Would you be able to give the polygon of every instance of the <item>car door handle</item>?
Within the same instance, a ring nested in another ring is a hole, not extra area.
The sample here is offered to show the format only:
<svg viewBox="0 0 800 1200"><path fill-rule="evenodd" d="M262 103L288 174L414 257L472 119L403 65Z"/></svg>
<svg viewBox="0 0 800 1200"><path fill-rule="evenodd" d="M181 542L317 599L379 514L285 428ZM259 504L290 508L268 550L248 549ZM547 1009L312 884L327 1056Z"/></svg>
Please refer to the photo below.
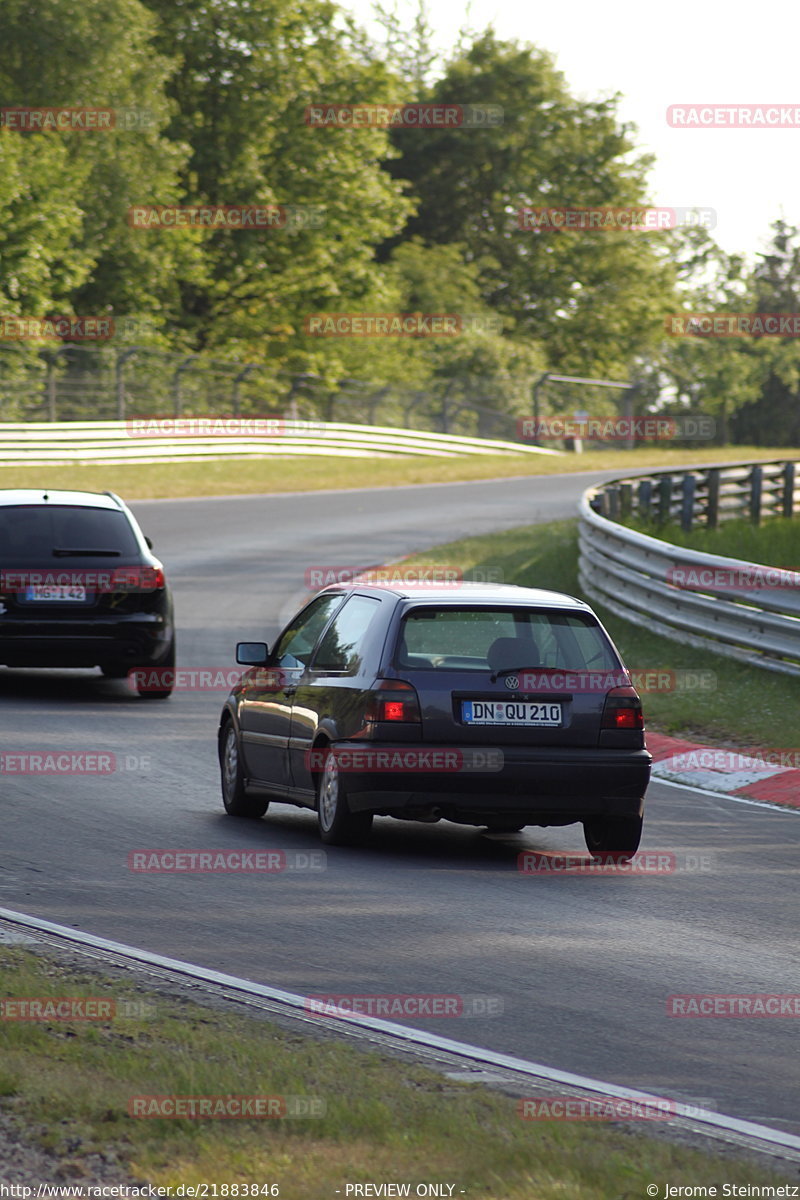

**Work to be completed:**
Your task is to reproduce all of the material exactly. The pictures stay out.

**Answer for this exercise:**
Would you be able to give the polygon of every instance of the <item>car door handle</item>?
Within the same instance, a ring nested in another ring is a hole, not extra area.
The sample here is offered to show the format only:
<svg viewBox="0 0 800 1200"><path fill-rule="evenodd" d="M262 103L288 174L414 257L472 119L403 65Z"/></svg>
<svg viewBox="0 0 800 1200"><path fill-rule="evenodd" d="M181 542L317 599L379 514L285 428ZM259 504L290 508L268 550L248 549ZM547 1009L312 884L327 1056Z"/></svg>
Please refer to the photo below.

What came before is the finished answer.